ACTIONS TO TAKE
**a)** According to the wparc documentation excerpt, where is the output directory structure created after running wparc dump <domain>?
**b)** Write a continuation of the wparc documentation excerpt, starting right after its final line.

Using the Generated YAML:
The command outputs YAML that can be directly added to wparc/data/known_routes.yml:
- Copy the YAML output from the command
- Open
wparc/data/known_routes.yml(or your local copy) - Add the routes under the appropriate category
- This helps improve route recognition for future dumps
Use Cases:
- Discovering custom WordPress plugins and their API endpoints
- Understanding what data is available from a WordPress site
- Contributing to the known routes database
- Planning data extraction strategies
- Identifying protected vs. public endpoints
- Researching WordPress API capabilities
Output Structure
After running wparc dump <domain>, the following directory structure is created in your current working directory:
<domain>/
├── data/
│ ├── wp-json.json # Main API index with all routes and endpoints
│ ├── wp_v2_posts.jsonl # All posts (one JSON object per line)

ITEMS
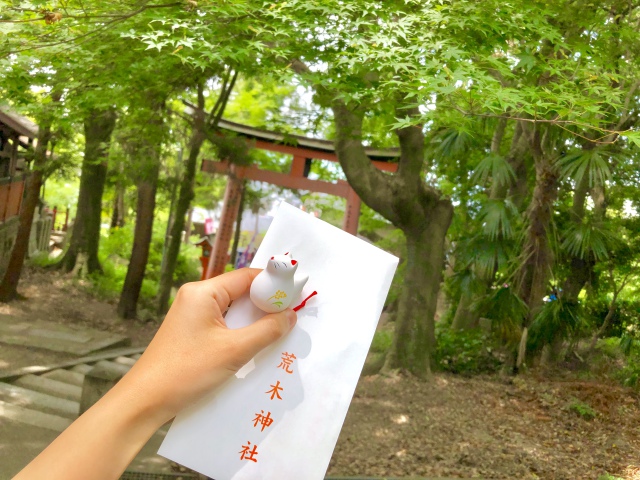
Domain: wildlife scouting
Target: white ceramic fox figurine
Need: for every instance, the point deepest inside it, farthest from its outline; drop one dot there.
(277, 286)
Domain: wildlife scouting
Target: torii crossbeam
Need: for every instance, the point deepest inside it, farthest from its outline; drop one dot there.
(304, 150)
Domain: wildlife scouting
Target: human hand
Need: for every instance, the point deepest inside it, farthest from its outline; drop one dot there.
(193, 351)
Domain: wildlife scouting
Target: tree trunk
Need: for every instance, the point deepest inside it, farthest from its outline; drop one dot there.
(128, 304)
(185, 196)
(236, 234)
(117, 218)
(85, 238)
(414, 341)
(201, 128)
(9, 286)
(420, 212)
(464, 318)
(537, 257)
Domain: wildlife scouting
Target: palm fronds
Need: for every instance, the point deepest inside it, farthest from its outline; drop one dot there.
(495, 167)
(590, 239)
(591, 163)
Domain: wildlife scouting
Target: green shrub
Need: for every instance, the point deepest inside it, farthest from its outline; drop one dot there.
(468, 352)
(42, 259)
(629, 375)
(115, 249)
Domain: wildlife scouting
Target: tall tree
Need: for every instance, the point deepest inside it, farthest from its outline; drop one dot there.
(145, 151)
(85, 235)
(202, 125)
(9, 285)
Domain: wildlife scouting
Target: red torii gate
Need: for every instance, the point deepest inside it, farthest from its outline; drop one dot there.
(304, 151)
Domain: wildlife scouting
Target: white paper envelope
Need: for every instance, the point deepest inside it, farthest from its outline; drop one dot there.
(280, 417)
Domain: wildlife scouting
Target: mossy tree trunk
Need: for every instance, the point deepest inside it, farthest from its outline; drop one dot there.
(203, 124)
(9, 285)
(185, 195)
(537, 256)
(149, 157)
(85, 237)
(423, 215)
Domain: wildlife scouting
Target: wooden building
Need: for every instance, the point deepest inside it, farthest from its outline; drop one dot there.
(17, 135)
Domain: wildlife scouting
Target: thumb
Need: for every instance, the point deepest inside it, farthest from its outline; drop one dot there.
(264, 332)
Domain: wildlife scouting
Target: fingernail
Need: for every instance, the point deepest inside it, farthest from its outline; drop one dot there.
(292, 317)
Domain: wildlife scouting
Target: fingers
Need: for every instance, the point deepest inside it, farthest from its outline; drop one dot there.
(264, 332)
(229, 286)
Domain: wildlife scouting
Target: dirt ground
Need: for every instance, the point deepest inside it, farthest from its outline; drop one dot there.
(522, 427)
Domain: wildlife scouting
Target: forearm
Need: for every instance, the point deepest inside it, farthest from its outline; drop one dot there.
(103, 441)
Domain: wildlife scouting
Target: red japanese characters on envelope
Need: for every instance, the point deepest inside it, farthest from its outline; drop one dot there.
(280, 417)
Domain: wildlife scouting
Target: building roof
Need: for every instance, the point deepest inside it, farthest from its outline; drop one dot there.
(18, 123)
(380, 154)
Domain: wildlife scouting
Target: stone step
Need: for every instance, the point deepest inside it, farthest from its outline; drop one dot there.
(99, 380)
(33, 417)
(125, 361)
(50, 387)
(25, 398)
(82, 368)
(66, 376)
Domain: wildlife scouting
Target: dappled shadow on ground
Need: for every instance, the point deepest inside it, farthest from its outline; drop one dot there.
(519, 428)
(523, 428)
(55, 297)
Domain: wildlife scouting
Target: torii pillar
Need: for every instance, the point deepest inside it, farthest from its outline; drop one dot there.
(230, 206)
(295, 179)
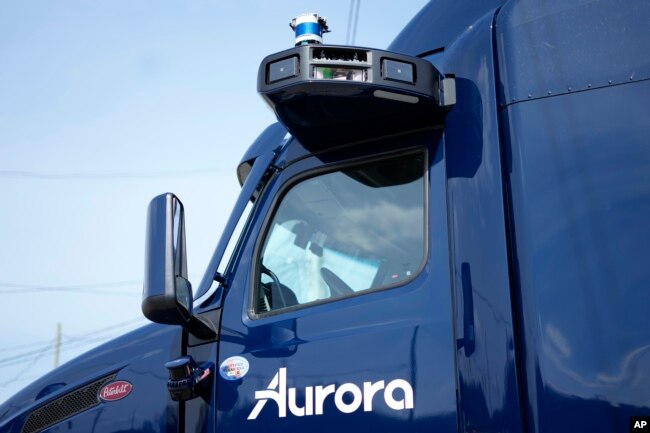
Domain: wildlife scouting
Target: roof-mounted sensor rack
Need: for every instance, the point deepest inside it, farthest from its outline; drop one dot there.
(330, 95)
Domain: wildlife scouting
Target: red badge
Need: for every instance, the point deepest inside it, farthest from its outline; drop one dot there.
(115, 390)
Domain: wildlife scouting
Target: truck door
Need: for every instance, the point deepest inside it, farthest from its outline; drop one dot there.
(339, 310)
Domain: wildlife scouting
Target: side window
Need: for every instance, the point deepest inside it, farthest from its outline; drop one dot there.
(333, 235)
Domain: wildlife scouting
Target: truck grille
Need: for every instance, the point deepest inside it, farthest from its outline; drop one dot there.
(70, 404)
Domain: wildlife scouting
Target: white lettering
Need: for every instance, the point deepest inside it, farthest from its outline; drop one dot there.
(406, 402)
(315, 396)
(369, 391)
(321, 395)
(308, 409)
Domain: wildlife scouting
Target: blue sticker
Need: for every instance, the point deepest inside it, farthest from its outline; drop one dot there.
(234, 368)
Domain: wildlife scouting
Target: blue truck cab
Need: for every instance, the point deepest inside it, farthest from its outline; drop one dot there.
(448, 236)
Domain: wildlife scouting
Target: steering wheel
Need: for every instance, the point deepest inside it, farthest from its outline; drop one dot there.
(337, 286)
(275, 282)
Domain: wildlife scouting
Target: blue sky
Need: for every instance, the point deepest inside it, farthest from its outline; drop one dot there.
(104, 105)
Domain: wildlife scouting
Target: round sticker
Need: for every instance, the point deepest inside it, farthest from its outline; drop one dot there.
(234, 368)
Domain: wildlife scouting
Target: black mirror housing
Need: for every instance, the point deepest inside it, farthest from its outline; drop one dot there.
(167, 293)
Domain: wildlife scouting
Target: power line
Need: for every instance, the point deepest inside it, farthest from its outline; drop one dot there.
(353, 20)
(27, 367)
(92, 289)
(72, 342)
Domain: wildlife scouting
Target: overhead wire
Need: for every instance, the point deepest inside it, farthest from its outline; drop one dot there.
(71, 342)
(14, 174)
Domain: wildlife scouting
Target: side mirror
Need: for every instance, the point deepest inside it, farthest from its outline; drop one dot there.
(167, 293)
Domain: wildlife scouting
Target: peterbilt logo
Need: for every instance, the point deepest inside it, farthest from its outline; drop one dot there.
(315, 396)
(115, 390)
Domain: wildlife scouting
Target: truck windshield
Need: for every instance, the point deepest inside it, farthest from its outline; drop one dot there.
(347, 231)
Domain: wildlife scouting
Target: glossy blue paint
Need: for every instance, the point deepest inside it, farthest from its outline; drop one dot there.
(530, 314)
(487, 373)
(558, 46)
(439, 24)
(400, 333)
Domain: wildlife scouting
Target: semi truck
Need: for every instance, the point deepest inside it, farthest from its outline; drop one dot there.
(450, 235)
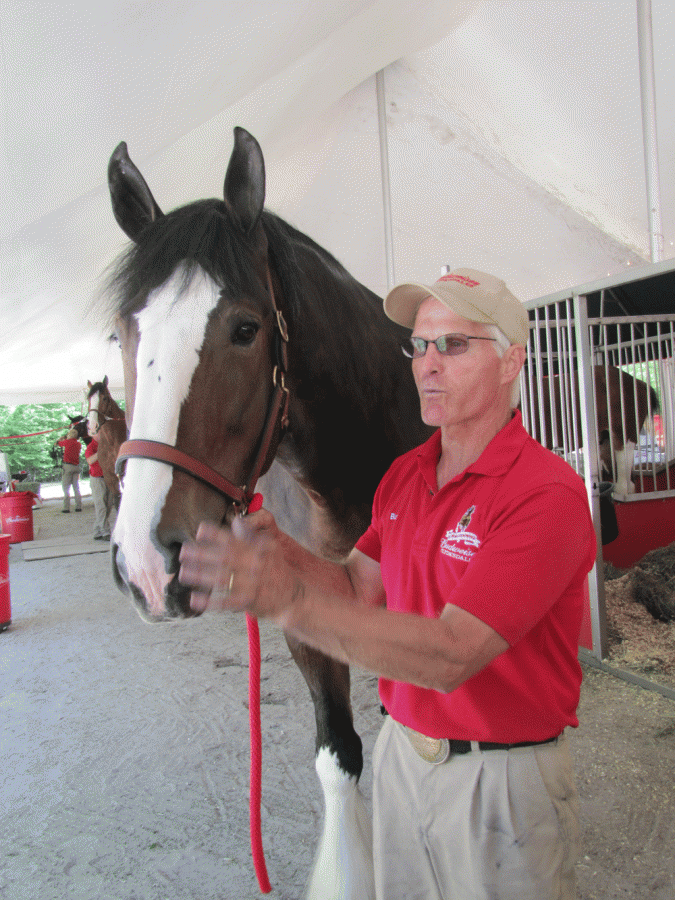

ANSWERS IN ORDER
**a)** In your current working directory.

**b)**
│ ├── wp_v2_pages.jsonl # All pages
│ ├── wp_v2_media.jsonl # Media metadata (URLs, titles, descriptions)
│ ├── wp_v2_comments.jsonl # Comments
│ ├── wp_v2_users.jsonl # Users (public data only)
│ ├── wp_v2_categories.jsonl # Categories
│ ├── wp_v2_tags.jsonl # Tags
│ └── ... # Other routes discovered from the API
└── files/ # Media files (created after running getfiles)
└── wp-content/
└── uploads/
├── 2024/
│ └── 12/
│ └── image.jpg
└── 2025/
└── 01/
└── video.mp4
File Formats
JSONL Format: Most data files use JSONL (JSON Lines) format where each line is a valid JSON object. This format is:
- Memory efficient (can process line by line)
- Easy to parse programmatically
- Suitable for large datasets
Example JSONL file content (wp_v2_posts.jsonl):
{"id":1,"date":"2024-01-01T00:00:00","title":{"rendered":"Hello World"},"content":{"rendered":"<p>Welcome to WordPress!</p>"},"excerpt":{"rendered":"<p>Welcome...</p>"},"author":1,"featured_media":0}
{"id":2,"date":"2024-01-02T00:00:00","title":{"rendered":"Sample Post"},"content":{"rendered":"<p>This is a sample post.</p>"},"excerpt":{"rendered":"<p>This is...</p>"},"author":1,"featured_media":123}
Reading JSONL files:
import json
with open('example.com/data/wp_v2_posts.jsonl', 'r') as f:
for line in f:
post = json.loads(line)
print(post['title']['rendered'])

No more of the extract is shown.